■ Extracted information ■

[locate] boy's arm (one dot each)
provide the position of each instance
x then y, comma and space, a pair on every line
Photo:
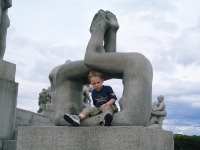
110, 102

■ Exercise instructions ■
Full transcription of the material, exact in every line, without images.

■ Output of the exercise ■
[locate] boy's arm (one dot each)
provide the position of each instance
x then y, comma and space, a pair on every line
Photo:
110, 102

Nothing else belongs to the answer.